* _EXERCISE_
Pictures aside, repeat every entry exactly.
——————————
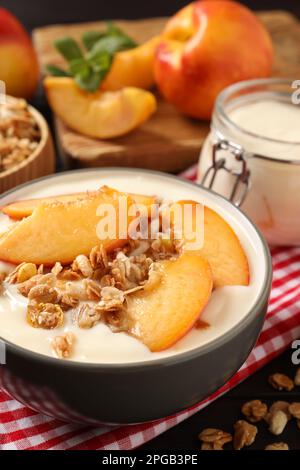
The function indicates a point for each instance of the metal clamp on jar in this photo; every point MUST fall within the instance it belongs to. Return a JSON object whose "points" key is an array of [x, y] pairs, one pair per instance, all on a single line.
{"points": [[252, 155]]}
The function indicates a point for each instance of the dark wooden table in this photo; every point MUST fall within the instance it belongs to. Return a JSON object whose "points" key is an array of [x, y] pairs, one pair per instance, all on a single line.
{"points": [[225, 411]]}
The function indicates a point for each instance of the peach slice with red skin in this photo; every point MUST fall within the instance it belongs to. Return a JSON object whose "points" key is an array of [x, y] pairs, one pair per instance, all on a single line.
{"points": [[20, 209], [61, 231], [100, 115], [221, 248], [162, 316]]}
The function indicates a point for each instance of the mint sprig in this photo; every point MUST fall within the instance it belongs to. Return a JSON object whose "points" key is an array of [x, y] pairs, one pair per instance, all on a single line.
{"points": [[89, 67]]}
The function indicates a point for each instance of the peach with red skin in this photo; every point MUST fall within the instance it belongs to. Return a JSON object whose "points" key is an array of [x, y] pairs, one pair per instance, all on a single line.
{"points": [[19, 68], [207, 46]]}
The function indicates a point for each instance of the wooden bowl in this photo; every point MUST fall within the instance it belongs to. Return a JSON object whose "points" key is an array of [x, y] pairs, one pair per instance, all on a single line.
{"points": [[40, 163]]}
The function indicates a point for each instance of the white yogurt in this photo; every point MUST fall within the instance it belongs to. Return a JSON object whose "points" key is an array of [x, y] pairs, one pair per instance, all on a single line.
{"points": [[226, 308], [269, 128], [272, 120]]}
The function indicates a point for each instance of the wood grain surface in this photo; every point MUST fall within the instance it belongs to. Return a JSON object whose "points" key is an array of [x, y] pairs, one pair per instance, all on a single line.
{"points": [[168, 141]]}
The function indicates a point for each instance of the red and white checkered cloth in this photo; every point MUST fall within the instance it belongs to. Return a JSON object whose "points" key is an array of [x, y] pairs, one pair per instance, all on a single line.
{"points": [[22, 428]]}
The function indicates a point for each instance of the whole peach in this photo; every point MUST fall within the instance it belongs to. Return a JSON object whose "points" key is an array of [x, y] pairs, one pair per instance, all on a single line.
{"points": [[19, 68], [207, 46]]}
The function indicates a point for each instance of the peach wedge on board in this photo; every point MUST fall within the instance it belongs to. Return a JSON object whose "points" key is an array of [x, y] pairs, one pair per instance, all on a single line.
{"points": [[60, 231], [20, 209], [222, 249], [163, 315], [102, 115]]}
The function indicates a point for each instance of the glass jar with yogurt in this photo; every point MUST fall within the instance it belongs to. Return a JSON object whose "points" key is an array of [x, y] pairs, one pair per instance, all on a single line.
{"points": [[252, 155]]}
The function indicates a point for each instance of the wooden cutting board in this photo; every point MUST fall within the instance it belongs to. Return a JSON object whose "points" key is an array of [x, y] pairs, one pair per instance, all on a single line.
{"points": [[168, 141]]}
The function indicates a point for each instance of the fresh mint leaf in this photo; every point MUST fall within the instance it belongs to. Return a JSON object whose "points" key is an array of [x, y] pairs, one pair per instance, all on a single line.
{"points": [[57, 71], [79, 67], [68, 48], [89, 69], [99, 60], [90, 82]]}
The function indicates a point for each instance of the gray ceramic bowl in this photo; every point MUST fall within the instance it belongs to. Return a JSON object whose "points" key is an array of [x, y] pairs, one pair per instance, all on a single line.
{"points": [[138, 391]]}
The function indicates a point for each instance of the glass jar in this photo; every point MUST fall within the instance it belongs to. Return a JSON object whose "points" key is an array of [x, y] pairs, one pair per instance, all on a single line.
{"points": [[256, 171]]}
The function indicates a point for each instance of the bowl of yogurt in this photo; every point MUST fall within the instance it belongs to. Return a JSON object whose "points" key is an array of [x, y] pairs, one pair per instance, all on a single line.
{"points": [[114, 378], [252, 155]]}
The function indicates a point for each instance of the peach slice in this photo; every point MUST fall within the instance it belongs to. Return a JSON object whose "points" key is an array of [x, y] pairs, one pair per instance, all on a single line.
{"points": [[133, 67], [20, 209], [222, 249], [163, 315], [61, 231], [104, 114]]}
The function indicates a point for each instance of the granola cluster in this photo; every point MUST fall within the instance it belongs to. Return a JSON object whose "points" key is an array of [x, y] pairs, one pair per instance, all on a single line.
{"points": [[92, 289], [19, 133], [276, 417]]}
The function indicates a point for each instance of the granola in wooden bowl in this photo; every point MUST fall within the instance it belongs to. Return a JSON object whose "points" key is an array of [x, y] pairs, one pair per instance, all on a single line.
{"points": [[26, 148]]}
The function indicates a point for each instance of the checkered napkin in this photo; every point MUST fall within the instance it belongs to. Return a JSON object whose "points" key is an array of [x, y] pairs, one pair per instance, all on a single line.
{"points": [[22, 428]]}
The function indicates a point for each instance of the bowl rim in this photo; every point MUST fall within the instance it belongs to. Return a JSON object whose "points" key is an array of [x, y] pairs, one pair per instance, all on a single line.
{"points": [[177, 358], [45, 133]]}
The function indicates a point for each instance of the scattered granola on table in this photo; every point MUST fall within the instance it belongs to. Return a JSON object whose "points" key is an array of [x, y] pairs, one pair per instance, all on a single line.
{"points": [[277, 446], [254, 410], [244, 434], [19, 133], [281, 382], [214, 439]]}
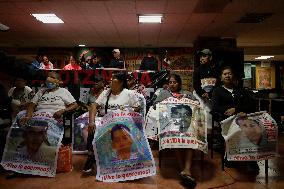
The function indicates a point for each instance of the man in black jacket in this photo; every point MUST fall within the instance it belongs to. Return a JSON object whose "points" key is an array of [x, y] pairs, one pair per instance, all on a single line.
{"points": [[205, 76]]}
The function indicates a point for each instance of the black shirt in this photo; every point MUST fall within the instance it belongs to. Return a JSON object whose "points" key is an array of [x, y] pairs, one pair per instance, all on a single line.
{"points": [[149, 63], [203, 72], [240, 99]]}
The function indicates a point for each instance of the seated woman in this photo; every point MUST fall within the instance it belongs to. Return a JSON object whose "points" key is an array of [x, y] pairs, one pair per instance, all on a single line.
{"points": [[228, 100], [184, 156], [72, 64], [53, 99], [20, 95], [116, 97]]}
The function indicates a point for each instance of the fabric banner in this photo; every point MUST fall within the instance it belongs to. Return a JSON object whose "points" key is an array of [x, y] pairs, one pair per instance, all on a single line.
——————————
* _FINISHED EXERCISE_
The function indicates a point for each instance of the metal clamp on jar in this photo; every point MUST fall within the instance it belongs to. Return a JSON object whose "points" key is an array of [x, y] pairs, one pair per instance, all on a single line.
{"points": [[252, 155]]}
The function indicates a point for each instance of the dark wooden table in this photo; every point MUST fall within the instance it belongs to. Return a JSON object whose "points" key is an array of [x, y] pairs, one pair per instance, all on a single line.
{"points": [[225, 411]]}
The function indicates a point for each instance of the peach slice with red skin in this photo; every point MUST fall within the instance it belongs to. Return a JSON object whose "points" key is an array of [x, y] pairs, one pair per instance, all on a single line.
{"points": [[20, 209], [61, 231], [100, 115], [221, 248], [162, 316]]}
The function indicates a point for each instance of the mint sprig in this photo; every point MUST fall within the instance it belongs to. Return a JSON object whose "points" key is an array of [x, y] pairs, one pair per instance, all on a single line.
{"points": [[89, 67]]}
The function indicates a point for each instance of the peach with red skin in this photo; every point MUST fall within the instance it belongs to. Return a JSON object whose "points" key is an array of [x, y] pairs, one pair per instance, all on a single line.
{"points": [[19, 68], [207, 46]]}
The function indicates a point for each instance of the wooden bowl in this photo; every point MUST fall within the instance it belongs to. Return a JSON object whose "points" key is an array of [x, y] pairs, one pair per instance, all on a single line.
{"points": [[40, 163]]}
The function indicates a point for each instance of the white yogurt in this photo; every point MUST fall within the instance it belongs to. Return a JSON object whose "points" key is an array of [x, y] pairs, one pair per instance, all on a single line.
{"points": [[226, 308], [269, 128], [272, 120]]}
The function indicates a point for each instance of the wood grain surface in this photo; every point MUST fall within the instance it belongs to. Return a JSON object whose "points" key is an array of [x, y] pairs, one pair per instance, all on a single line.
{"points": [[168, 141]]}
The function indicates a point for each instance of the red and white checkered cloth in this photo; every point MUST fall within the instance it belongs to. Return a JSON object whose "points" key is an array of [x, y] pairs, one pair per instance, all on a single line.
{"points": [[22, 428]]}
The function indicates a point for each instance of the whole peach in this photo; every point MUST fall within the instance it belongs to. Return a JSON object whose "points" key is an array of [x, y] pairs, one pair per instance, all on a single line.
{"points": [[19, 68], [207, 46]]}
The function indicates a point for each instance of the peach wedge on board in this photo; every point MUST fall within the instance it belongs to. Return a JSON object whose "points" key is an array of [x, y] pairs, one pair per instance, all on a single line.
{"points": [[60, 231], [20, 209], [222, 249], [163, 315], [102, 115]]}
The function indicates a point for each instance of the glass jar with yogurt in this photo; every point MUST fall within the instance it belongs to. Return a JSON object whose "points" key is an array of [x, y] pairs, one pair per instance, all on a single line.
{"points": [[252, 155]]}
The function indicates a point for each instance of the wooden cutting board in this photo; every point MUST fall within the instance it belongs to. Return a JSON object whose "points" key is an array of [x, y] pairs, one pair per instance, all on a single line.
{"points": [[168, 141]]}
The function indicates a point for each instance of the fresh mint leaf in this photo; every point MUST fall within the instance it belongs to. Return a JSON object whose "points" key is an array of [x, y] pairs, one pair per instance, all on a single line.
{"points": [[57, 71], [79, 67], [68, 48], [89, 69], [99, 60], [90, 82]]}
The function indicates a point for each instance of the gray ceramic bowl in this photo; every point MUST fall within the instance it belongs to. Return a JSON object whose "points" key is an array of [x, y] pairs, one pair per instance, all on a single line.
{"points": [[138, 391]]}
The function indicates a point for each instance of the glass jar in this photo; every point MUST fall within the instance it belongs to. Return a JSON object whose "points" key is an array of [x, y] pairs, one pair per instance, all on a single line.
{"points": [[256, 171]]}
The function indicates a point for each instance of the bowl of yogurt in this photo; every point MUST fall within the instance it belongs to. Return a JSON object whose "points" key is an array of [x, y] pairs, one pair per instance, all on a single line.
{"points": [[114, 378], [252, 155]]}
The function indicates a point for each instance of the peach slice in this photo; every point MUST fall within the instance it belongs to. Return a JSON object whose "points" key is an array of [x, y] pairs, one pair per instance, all on a single line.
{"points": [[133, 67], [20, 209], [222, 249], [163, 315], [61, 231], [104, 114]]}
The function indicates a point for each instance of the granola cluster in this photo; every point MUST fall within the instance it belongs to. Return a JSON object whose "points" key is an array of [x, y] pairs, one pair per instance, all on a single line.
{"points": [[92, 289], [19, 133], [276, 417]]}
The function indicates a point for each instance of the granola in wooden bowl in this photo; every point MUST fall within the instance it belongs to. Return a JSON object whose "points" key is an array of [x, y] pairs, one pair per instance, all on a single line.
{"points": [[26, 148]]}
The function indicates a point for each instance of the checkered napkin in this photo; every point MUST fall within the instance it belongs to. Return a JSON object whose "points" key is an array of [x, y] pairs, one pair per instance, all on a single line.
{"points": [[22, 428]]}
The function indicates a point for each instance of the bowl rim in this photo; every point MUST fall within the instance it belongs to. Return a JSON object whose "points" key is an array of [x, y] pairs, one pair per instance, all on a single line.
{"points": [[177, 358], [45, 133]]}
The function indicates a point for each instance of the scattered granola on table in this photo; every point MUST fall within the instance it belongs to. Return a JSON object whose "points" key is an array of [x, y] pairs, one pair per instance, all on a single line.
{"points": [[277, 446], [254, 410], [244, 434], [19, 133], [281, 382], [214, 439]]}
The function indicates a point for each instance of the man in black jacket in this photo; every point MUST fall within the instance it belongs to. Return a JSON object whose "points" key is an array of [x, y] pairs, one pair per instance, all on a single line.
{"points": [[205, 76]]}
The function indicates a point for each instance of the black shirt in this photo; every point MUST fall within the instance it belongs to. Return a JSON object whose "points" key is an array of [x, y] pairs, one pair per instance, all on a single line.
{"points": [[149, 63], [203, 72], [240, 99]]}
The function indicates a point for each instance of the seated woman in this photo; every point MUST fall within the instance it belongs to. Return a JSON object whose "points" key is an array of [x, y] pairs, one pair per instance, all on a single line.
{"points": [[228, 100], [184, 156], [72, 64], [53, 99], [20, 95], [116, 97]]}
The function indicates a point for each instance of the fabric banner in this photo; every point MUST fall within the instance it belongs to. Return a JSON object whose "points" key is an array of [x, y] pairs, one pair per instance, all on a single line.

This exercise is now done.